Selection »
Hello, someone is encountering problems with cloud...
# ask-community
r
Hello, someone is encountering problems with cloud run v2 work pool? I think they made some updates and something is now broken. Some weeks ago, suddenly my scheduled deployment failed due "architecture error in docker image" and few days ahead everything worked back again with no action. Right now I'm facing this exception only sometimes. Prefect team are you aware of this?
Copy code
Traceback (most recent call last):
  File "/usr/local/lib/python3.10/site-packages/distributed/client.py", line 511, in __del__
  File "/usr/local/lib/python3.10/site-packages/distributed/utils.py", line 1836, in is_python_shutting_down
ImportError: sys.meta_path is None, Python is likely shutting down
c
Hi @Raffaele Scarano! Given the traceback, this appears to be an issue with your environment, specifically dask-distributed; for example, I found this GitHub issue referencing the same error message. The architecture error is a separate thing, Google Cloud Run will fail to run images built with
linux/arm64
architecture; you should build your docker images using
linux/amd64
architecture (if you're using Prefect to build your images, you can specify this via
platform="linux/amd64"
)
r
@Chris White thank you for your attention to this. What drives me crazy is that the exactly same deployment works and does not work at the same time, I don’t get why. As you can see in the attached screenshot the same flow sometimes completes successfully and sometimes crashes before starting.
c
Hm I do see that - we haven't made any updates to our Cloud Run work pool configuration in that time; my guess is that it's still a dask distributed bug, but it's a race condition so it's non-deterministic. It could be worth raising on their repo as an issue. How are you creating your dask client and submitting to it?
r
@Chris White I actually use the DaskTaskRunner and let it do all the magic. I noticed that always the same cities cause the cloud run job to crush at startup, but only if they are launched in parallel, (one job per city); if i launch one job for the 4 cities together, it runs successfully. Even more strange :)

Listed records »
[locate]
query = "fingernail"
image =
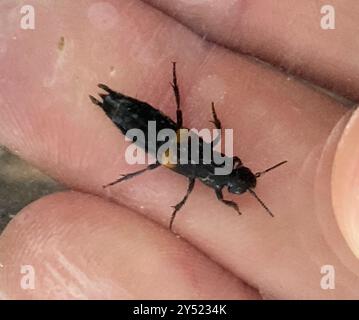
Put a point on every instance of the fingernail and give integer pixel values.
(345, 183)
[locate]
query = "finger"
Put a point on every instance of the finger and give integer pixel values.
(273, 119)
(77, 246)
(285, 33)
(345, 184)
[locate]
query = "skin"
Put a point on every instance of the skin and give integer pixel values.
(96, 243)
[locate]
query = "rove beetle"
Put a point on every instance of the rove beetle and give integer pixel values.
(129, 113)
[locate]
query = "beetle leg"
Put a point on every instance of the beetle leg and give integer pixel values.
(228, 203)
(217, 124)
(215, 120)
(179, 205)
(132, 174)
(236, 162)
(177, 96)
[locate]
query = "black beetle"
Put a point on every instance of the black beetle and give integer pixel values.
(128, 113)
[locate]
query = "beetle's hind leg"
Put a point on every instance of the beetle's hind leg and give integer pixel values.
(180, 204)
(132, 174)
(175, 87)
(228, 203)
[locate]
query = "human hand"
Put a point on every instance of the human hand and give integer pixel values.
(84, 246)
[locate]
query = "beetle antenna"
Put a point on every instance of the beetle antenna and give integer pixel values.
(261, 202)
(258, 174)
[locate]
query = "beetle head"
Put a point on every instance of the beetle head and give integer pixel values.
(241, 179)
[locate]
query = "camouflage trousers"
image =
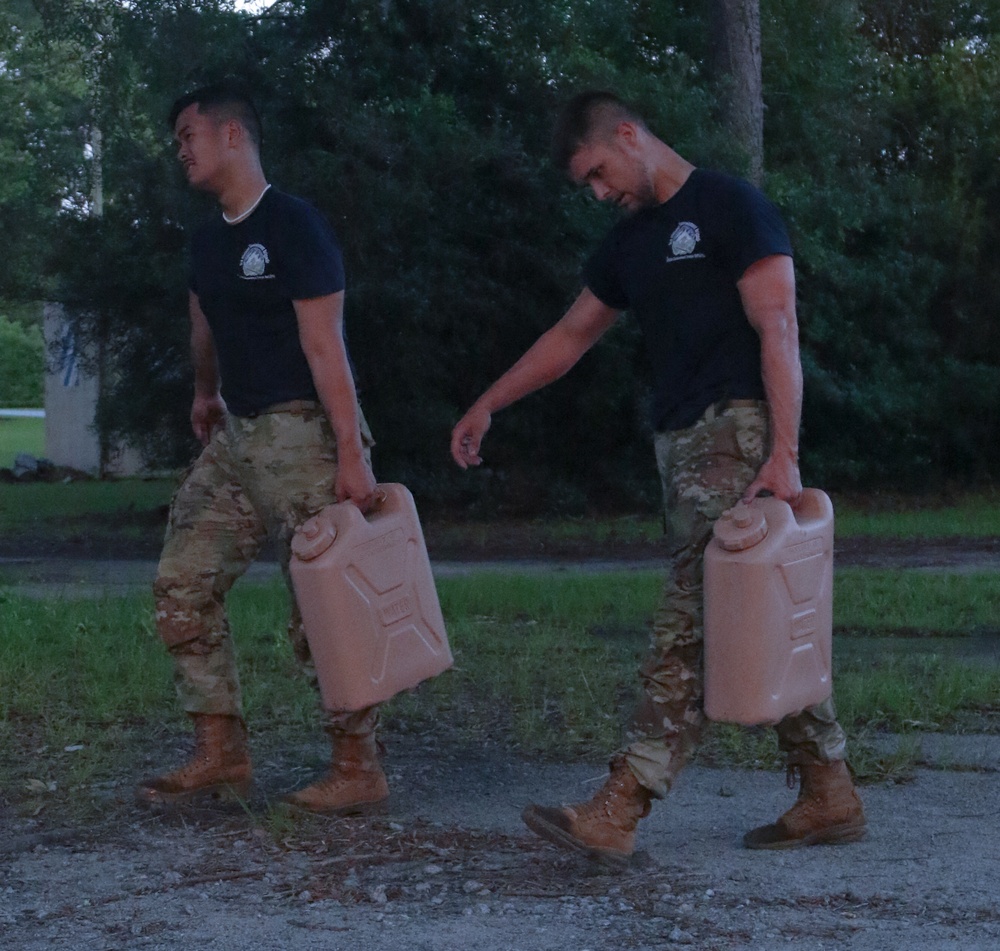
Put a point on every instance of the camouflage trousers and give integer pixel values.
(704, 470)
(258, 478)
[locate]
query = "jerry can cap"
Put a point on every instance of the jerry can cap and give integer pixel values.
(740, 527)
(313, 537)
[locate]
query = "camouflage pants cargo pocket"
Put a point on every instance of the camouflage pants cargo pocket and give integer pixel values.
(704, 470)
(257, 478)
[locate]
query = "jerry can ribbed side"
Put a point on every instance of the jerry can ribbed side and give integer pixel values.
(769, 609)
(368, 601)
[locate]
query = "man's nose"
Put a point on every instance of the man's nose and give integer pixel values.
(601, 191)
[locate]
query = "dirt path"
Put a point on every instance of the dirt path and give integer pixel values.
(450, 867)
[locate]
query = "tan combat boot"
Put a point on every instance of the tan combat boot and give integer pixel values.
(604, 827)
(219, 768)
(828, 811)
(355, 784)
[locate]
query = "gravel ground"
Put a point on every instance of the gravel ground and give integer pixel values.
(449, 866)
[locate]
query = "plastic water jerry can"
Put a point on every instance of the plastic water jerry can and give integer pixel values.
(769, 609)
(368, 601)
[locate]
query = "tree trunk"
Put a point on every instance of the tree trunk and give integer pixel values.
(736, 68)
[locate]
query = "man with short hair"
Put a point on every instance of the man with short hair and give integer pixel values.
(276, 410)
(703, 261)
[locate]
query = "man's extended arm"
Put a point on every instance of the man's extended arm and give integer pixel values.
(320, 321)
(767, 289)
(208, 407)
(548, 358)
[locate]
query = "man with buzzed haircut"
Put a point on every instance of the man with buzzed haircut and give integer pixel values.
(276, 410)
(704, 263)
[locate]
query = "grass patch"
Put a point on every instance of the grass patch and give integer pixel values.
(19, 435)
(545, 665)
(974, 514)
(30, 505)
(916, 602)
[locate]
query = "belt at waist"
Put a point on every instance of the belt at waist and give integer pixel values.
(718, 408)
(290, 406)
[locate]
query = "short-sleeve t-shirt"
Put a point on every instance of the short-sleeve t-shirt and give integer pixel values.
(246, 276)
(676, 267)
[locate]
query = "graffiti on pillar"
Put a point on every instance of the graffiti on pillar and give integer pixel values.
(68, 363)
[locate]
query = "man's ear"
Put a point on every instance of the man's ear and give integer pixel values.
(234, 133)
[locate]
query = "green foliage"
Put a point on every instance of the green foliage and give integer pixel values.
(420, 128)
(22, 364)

Task directions »
Please answer these questions about the Cloud Run thread, numbering each answer to match:
1. Images built with which architecture does the reply say Google Cloud Run will fail to run?
2. What task runner does the poster say they use?
3. What happens when the poster launches one job for the 4 cities together?
The listing comes from a separate source.

Result »
1. linux/arm64
2. The DaskTaskRunner
3. It runs successfully.